- WHAT THIS TASK INVOLVES -
What is needed is an exact copy of the entries below, from the line that contains "of the climber" through the final line, both included, and nothing else.

- INFORMATION SUPPLIED -
□ □ □ □
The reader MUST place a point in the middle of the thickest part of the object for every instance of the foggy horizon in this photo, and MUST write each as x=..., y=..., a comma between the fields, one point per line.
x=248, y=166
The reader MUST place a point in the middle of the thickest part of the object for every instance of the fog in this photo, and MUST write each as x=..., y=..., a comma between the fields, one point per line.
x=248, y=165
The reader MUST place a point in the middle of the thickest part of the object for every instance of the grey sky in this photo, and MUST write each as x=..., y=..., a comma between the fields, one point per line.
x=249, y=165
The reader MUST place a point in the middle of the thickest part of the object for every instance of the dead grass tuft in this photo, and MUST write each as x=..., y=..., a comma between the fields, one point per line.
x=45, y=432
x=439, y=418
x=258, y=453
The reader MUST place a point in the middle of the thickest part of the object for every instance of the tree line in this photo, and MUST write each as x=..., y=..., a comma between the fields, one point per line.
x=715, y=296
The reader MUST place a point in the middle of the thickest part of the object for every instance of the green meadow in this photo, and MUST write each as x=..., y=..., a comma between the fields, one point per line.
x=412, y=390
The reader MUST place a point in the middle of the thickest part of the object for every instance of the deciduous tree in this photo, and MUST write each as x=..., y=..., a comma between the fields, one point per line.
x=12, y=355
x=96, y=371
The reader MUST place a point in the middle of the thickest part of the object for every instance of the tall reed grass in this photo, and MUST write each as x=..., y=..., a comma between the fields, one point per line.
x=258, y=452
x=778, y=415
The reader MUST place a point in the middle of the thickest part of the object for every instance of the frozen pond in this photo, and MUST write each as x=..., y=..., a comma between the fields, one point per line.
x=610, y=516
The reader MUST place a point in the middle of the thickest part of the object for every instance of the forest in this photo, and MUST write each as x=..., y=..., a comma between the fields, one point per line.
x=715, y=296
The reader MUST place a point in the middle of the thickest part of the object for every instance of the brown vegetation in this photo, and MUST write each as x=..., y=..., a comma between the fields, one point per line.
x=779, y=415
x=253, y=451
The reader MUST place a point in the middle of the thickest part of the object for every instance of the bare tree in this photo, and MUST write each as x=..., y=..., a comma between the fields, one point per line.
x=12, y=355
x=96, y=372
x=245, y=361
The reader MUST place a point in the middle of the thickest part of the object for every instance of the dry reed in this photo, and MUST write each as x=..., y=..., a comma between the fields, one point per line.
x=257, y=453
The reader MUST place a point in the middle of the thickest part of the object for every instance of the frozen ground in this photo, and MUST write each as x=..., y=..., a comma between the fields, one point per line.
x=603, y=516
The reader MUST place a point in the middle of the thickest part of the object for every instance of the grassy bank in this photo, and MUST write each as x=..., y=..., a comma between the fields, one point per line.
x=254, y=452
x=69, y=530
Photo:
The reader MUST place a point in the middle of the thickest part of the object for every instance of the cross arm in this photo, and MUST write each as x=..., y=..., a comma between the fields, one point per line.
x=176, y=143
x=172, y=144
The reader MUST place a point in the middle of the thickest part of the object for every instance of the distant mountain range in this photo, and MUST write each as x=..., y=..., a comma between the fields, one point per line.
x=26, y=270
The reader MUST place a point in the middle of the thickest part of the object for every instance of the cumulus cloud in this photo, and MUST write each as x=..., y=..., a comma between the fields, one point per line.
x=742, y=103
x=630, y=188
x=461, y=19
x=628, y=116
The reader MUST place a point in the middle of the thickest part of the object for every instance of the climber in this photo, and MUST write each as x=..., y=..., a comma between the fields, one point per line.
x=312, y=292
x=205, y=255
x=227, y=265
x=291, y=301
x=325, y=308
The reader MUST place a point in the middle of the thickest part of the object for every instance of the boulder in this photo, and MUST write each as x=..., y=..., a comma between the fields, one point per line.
□ □ □ □
- EXERCISE RESPONSE -
The reader MUST place a point in the middle of the thickest part of the object for every instance of the climber in this photo, and MUST write each as x=..., y=..., a comma between the fields, one point per line.
x=312, y=292
x=205, y=255
x=227, y=265
x=291, y=301
x=325, y=308
The reader MUST place a point in the middle of the thickest part of the object for every instance of the boulder in this photo, and MUST write each as x=..., y=..., a comma between the fields, one point per line.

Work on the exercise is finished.